Texto:
┄┄┄┄┄┄

Juan Carlos Salatino (1936-2023) fue un dibujante y pintor argentino que participó de movidas espirituales que rozaron la ufología y otras experiencias espirituales. Su hija Luz, una escéptica profesora de Biología, cuenta aquí, con infinita delicadeza, quién fue su padre a través de recuerdos, fotos familiares y obras. ¿Qué más podemos saber de un artista que creía en un Jesús cósmico? Mucho más de lo que sugieren nuestros prejuicios.
PROLEGÓMENOS DEL EDITOR
Si te ofrecen una caja llena de libros antiguos de ovnis ¿la aceptarías? ¿Cómo negarse a revisarla y buscar entre esos títulos algún tesoro perdido? La profesora de Biología Luz Salatino (*), me contó un amigo que tenemos en común, el biólogo Leonardo Martín González Galli, tenía una caja llena de libros antiguos de ovnis que no iba a leer. Habían pertenecido a su padre, Juan Carlos, y quería que pasaran a manos de alguien que los pudiera aprovechar. Acepté la donación pero le dije que necesitaba conocer la historia de su papá ufólogo. “Papá ufólogo”. Bueno, ya saben: los rótulos son mezquinos.
¿Cómo y por qué llegó un joven artista porteño a interesarse por seres extraterrestres? Luz, hija de Juan Carlos Salatino (1936-2023), intenta reconstruir aquí la biografía de “alguien que nunca fue para mí un padre convencional, con todo lo malo y lo bueno que eso implica; pero nunca me había cuestionado mucho cómo llegó él, un hijo de un obrero inmigrante italiano y una ama de casa, nacido entre guerras, a tener una biblioteca de esa naturaleza”.
Después de nuestro encuentro para hablar sobre Juan Carlos empezaron a surgir nombres familiares. Juan Carlos había acompañado a Pedro Romaniuk, llegando a ilustrar alguna tapa de libro, y fue íntimo amigo de Juana Queralt, una mujer amorosa a quien conocí en 1998, cuando empecé a reconstruir la historia del grupo Radar-1. Juana había sido muy amiga de Guillermo Romeu, fundador de una experiencia evangélico-plativolista que terminó mal.
Le hice notar a Luz que la figura de su padre podía trascender a su propia familia. Más allá de las lógicas dificultades para poder dar ciertas precisiones sobre su derrotero, ella intenta algo que pocos conseguimos: tratar de comprender a su propio padre. Entre los rasgos de la personalidad y el espectro de motivaciones que impulsaron a Juan Carlos, Luz concluye:
Para mi viejo, una especie de Giordano Bruno posmoderno, un único mundo con seres inteligentes no era suficiente ¡debía haber más!”.
Luz Salatino reunió detalles de su vida y los ilumina con cariño, sabiduría y comprensión. ¿Qué más se puede esperar de una hija? A veces, mucho más que amor.
Por Luz Salatino (*)

┄┄┄┄┄┄

Extracto de registros:

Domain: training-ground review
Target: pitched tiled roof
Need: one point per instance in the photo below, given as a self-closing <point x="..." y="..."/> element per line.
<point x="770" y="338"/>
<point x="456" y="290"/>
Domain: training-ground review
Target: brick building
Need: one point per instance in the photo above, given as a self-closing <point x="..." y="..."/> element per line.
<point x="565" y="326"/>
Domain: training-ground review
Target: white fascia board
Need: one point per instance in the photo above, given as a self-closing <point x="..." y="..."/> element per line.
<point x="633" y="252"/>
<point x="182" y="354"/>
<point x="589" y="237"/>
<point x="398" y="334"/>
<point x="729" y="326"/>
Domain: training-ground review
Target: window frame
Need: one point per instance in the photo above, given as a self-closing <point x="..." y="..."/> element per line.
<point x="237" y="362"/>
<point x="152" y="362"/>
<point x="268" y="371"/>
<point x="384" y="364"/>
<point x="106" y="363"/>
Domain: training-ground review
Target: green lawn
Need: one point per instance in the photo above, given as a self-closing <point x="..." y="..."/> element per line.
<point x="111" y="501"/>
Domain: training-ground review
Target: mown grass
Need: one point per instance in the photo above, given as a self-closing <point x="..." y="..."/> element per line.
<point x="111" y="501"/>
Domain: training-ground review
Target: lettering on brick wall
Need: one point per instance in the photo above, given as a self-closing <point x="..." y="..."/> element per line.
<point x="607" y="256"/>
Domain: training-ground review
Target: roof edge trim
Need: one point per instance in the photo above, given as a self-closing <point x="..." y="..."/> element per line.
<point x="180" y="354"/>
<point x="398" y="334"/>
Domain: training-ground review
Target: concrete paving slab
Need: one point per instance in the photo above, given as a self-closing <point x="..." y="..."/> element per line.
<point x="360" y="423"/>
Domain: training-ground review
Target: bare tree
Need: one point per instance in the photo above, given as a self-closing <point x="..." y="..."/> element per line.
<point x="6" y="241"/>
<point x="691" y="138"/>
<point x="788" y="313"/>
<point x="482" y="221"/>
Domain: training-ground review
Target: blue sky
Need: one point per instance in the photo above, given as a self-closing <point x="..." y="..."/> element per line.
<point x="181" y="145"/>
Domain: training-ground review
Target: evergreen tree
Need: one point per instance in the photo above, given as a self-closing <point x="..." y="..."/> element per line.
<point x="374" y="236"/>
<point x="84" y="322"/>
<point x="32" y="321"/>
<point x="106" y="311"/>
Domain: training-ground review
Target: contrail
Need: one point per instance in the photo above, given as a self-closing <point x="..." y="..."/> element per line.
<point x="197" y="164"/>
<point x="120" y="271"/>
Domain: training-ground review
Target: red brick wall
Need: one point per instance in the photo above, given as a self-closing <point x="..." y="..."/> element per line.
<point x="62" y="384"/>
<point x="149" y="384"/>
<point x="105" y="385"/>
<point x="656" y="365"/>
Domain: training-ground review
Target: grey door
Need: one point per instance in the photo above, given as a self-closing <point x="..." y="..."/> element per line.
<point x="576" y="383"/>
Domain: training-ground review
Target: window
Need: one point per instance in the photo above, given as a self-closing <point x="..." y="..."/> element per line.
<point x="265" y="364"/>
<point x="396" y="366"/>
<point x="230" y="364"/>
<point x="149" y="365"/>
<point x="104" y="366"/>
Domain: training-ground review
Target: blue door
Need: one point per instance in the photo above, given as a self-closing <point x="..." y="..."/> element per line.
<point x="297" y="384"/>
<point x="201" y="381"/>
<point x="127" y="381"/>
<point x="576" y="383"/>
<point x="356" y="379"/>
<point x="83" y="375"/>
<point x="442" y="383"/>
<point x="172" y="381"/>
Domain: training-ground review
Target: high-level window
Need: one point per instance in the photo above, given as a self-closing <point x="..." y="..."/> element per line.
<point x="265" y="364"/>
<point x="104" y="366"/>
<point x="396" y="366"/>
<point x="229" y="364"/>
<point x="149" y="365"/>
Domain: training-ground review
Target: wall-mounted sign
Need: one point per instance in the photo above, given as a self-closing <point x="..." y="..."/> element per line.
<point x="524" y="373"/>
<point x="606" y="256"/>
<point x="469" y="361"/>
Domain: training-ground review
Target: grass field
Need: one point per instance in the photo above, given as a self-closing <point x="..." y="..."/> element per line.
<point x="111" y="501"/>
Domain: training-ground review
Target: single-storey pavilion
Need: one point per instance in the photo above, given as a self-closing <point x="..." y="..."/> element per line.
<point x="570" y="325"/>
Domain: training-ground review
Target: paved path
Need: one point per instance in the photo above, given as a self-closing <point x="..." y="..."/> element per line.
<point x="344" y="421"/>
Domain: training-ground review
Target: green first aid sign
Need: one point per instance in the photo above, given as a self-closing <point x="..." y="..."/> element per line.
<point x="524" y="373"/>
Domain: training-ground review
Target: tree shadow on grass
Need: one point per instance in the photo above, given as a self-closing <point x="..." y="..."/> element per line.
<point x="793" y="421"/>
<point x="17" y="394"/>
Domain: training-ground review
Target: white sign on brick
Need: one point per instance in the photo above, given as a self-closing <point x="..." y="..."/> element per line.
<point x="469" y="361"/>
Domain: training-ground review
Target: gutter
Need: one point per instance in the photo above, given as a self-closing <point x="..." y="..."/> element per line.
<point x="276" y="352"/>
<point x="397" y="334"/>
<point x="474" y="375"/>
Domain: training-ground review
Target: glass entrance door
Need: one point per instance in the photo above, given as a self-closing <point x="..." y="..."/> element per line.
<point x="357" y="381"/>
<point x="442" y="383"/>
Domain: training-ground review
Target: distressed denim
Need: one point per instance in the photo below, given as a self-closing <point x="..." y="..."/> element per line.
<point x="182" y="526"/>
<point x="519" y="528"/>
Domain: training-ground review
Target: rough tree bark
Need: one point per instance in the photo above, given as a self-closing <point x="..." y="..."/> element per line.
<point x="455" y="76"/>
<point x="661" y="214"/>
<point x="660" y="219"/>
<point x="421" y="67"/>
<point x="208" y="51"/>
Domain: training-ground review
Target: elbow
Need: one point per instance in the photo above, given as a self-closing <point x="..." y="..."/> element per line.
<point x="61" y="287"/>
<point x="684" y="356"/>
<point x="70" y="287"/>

┄┄┄┄┄┄

Consigna A: Según el texto sobre Juan Carlos Salatino, ¿qué profesión ejerce su hija Luz?
Consigna B: Continúe el texto sobre Juan Carlos Salatino a partir del punto en que termina.

Respuesta A: Es profesora de Biología.

Respuesta B:
Cuatro hermanos en un departamento del barrio de Villa Urquiza abriendo cajas, armando otras, sacando polvo y moviendo muebles. Hurgando en la vida de un padre que acababa de dejar este plano de la existencia (cómo podría haber dicho él); luego de una vida que aquí, yo, una de sus hijas, estoy tratando de reconstruir.
Este relato es una quimera, engendrada en recuerdos, proyecciones y relatos. Es un retrato armado con fragmentos. Una narración que va teniendo sentido al mismo tiempo que se construye.
Como un grupo de arqueólogos de nuestra propia vida, mis hermanos y yo nos encontramos con una colección de libros de ufología que será lo que me sirva de excusa para hacer este homenaje.
Mi papá era un creyente. ¿De la vida extraterrestre inteligente? Sí, pero también de todo.
Mi viejo amaba intensamente, creaba intensamente, y creía más intensamente aún. Por lo que esos libros habían sido muy relevantes para él. En perspectiva, y adivinando también un poco, probablemente hayan sido sostén y distracción de otra parte importante de su vida (y de la de todos): su batalla para no ser completamente devorado por el dolor y la oscuridad.
Para mí, fue mi viejo, pero ustedes no lo conocieron, así que se los presento.
Se llamaba Juan Carlos Salatino y en las tarjetas de embarque probablemente ponía: “dibujante”.
Nació el 26 de junio de 1936 en Buenos Aires. Pero esto no había que decirlo cuando hacíamos un trámite, porque su fecha legal de nacimiento era el 9 de julio. En esos tiempos, se creía que los nacidos en fechas patrias quedaban excusados de hacer el Servicio Militar obligatorio. Cuando él explicaba esto, siempre remataba con: “¡Y al final, dos años en Campo de mayo me comí, ja!”. Así que esa es otra de las creencias fundacionales del carácter de mi papá, la única que cuestionó, probablemente.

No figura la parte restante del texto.